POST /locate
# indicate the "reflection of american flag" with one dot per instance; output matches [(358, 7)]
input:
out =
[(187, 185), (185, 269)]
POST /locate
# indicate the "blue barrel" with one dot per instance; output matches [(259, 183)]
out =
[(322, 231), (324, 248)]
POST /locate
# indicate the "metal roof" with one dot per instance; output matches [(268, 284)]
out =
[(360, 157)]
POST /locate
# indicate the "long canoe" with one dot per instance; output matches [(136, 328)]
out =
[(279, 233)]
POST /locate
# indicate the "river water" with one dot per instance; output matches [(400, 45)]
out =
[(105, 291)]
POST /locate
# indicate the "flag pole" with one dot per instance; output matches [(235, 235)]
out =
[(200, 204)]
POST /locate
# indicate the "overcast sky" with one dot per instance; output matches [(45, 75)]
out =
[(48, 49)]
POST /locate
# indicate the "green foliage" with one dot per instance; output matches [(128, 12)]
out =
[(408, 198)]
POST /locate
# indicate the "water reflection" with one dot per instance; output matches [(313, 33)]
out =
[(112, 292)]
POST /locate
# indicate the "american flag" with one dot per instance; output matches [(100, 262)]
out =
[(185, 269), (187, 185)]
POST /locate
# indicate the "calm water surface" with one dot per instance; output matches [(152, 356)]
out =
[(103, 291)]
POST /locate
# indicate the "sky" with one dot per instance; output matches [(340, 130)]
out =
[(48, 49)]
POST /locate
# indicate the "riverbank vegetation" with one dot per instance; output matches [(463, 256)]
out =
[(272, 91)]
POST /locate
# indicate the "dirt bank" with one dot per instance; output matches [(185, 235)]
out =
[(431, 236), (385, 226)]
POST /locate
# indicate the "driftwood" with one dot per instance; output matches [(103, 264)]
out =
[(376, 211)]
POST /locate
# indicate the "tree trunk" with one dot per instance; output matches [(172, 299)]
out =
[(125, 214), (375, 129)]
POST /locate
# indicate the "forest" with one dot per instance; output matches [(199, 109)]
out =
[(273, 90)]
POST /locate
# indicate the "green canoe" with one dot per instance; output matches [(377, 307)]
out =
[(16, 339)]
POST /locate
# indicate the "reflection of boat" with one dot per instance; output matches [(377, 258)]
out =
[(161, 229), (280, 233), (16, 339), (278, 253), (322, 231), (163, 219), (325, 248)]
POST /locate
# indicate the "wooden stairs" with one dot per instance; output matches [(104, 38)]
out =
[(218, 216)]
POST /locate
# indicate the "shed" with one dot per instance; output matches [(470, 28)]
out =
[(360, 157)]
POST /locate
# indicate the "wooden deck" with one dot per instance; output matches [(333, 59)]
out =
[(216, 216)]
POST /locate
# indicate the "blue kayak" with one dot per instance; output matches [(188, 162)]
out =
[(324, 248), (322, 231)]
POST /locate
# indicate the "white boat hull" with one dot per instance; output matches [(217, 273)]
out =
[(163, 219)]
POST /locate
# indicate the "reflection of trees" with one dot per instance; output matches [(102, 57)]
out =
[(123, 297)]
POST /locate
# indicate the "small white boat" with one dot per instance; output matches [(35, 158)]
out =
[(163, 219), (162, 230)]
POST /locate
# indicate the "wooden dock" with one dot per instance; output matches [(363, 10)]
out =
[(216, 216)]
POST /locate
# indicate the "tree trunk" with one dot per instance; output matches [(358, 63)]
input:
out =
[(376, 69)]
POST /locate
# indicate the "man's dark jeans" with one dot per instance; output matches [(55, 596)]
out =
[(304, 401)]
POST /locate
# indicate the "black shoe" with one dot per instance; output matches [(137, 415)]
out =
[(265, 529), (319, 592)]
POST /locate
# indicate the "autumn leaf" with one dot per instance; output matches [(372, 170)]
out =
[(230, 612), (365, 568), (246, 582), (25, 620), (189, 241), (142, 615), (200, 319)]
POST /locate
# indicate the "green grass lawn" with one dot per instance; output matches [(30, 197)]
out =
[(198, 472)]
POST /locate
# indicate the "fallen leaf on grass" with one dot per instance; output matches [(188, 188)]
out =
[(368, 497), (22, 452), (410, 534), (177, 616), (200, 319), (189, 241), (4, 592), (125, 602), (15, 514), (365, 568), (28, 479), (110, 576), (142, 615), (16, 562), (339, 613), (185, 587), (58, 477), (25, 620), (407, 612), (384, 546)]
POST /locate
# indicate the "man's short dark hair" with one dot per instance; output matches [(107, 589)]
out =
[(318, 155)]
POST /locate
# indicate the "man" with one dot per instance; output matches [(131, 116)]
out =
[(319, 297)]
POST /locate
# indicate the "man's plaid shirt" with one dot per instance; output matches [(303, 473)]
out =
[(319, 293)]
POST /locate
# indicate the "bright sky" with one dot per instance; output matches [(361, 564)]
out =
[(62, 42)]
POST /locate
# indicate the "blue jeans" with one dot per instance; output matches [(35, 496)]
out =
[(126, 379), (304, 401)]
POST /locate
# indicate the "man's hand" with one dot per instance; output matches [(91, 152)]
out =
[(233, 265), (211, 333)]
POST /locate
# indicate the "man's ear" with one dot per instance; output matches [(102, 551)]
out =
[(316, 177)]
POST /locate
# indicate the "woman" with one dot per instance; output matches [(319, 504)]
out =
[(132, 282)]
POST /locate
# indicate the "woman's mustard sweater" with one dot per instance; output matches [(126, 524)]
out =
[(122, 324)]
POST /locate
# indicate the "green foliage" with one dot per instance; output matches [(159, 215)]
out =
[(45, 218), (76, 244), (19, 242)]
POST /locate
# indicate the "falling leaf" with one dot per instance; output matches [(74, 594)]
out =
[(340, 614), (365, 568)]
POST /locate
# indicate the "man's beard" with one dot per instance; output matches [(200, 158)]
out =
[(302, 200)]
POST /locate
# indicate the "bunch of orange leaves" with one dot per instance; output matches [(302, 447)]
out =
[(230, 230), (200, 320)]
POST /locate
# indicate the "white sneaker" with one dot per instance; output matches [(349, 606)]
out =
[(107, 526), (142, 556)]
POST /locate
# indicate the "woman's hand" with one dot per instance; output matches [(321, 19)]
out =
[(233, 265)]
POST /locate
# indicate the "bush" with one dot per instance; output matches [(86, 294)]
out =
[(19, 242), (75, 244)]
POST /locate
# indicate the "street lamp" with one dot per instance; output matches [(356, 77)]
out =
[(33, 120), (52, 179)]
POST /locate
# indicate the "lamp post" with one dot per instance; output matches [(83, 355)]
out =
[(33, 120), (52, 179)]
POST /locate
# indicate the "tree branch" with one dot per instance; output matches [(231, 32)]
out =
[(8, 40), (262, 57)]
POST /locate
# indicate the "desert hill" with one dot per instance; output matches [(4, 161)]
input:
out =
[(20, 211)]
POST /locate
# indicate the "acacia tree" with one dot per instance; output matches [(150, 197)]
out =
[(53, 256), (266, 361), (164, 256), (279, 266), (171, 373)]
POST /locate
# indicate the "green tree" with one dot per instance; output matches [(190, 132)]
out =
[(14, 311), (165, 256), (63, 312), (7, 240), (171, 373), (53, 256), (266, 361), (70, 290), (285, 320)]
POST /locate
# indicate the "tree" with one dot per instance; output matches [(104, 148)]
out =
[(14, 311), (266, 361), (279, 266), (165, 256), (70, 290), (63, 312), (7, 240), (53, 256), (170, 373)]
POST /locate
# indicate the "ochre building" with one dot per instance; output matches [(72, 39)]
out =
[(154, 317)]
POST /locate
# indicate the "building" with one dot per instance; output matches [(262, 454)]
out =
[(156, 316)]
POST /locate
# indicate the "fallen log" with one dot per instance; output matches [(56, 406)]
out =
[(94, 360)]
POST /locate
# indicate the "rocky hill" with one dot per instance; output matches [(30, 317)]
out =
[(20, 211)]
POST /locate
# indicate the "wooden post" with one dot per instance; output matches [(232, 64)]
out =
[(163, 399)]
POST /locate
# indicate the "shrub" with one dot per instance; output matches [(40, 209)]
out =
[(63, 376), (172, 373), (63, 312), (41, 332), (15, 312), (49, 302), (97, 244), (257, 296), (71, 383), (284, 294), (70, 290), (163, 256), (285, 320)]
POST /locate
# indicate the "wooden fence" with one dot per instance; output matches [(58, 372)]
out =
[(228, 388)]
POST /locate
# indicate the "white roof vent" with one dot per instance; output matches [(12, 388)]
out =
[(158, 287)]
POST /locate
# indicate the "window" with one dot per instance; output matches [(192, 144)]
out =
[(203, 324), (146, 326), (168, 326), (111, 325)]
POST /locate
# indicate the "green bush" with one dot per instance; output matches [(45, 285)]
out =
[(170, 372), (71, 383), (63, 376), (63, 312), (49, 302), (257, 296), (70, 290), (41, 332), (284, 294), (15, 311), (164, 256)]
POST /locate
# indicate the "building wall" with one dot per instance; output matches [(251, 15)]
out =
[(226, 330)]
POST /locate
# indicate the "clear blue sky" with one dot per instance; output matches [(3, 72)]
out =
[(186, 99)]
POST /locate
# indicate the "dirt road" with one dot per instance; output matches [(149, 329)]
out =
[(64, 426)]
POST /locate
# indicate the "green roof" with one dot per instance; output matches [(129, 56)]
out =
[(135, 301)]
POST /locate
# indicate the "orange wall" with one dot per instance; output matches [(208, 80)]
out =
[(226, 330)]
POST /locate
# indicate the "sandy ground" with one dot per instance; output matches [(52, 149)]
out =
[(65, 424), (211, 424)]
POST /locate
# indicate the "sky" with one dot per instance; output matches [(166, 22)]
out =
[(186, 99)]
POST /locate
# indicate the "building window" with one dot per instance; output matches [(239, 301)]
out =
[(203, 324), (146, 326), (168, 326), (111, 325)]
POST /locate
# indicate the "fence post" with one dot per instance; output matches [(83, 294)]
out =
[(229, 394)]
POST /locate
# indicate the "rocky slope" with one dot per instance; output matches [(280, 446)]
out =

--*--

▶ [To do]:
Wherever the string "rocky" appears in the entries above, return the line it appears on.

▶ [Task result]:
# indicate the "rocky hill" with one dot per instance; output matches [(30, 317)]
# indicate the "rocky slope" with one dot per instance; output matches [(280, 446)]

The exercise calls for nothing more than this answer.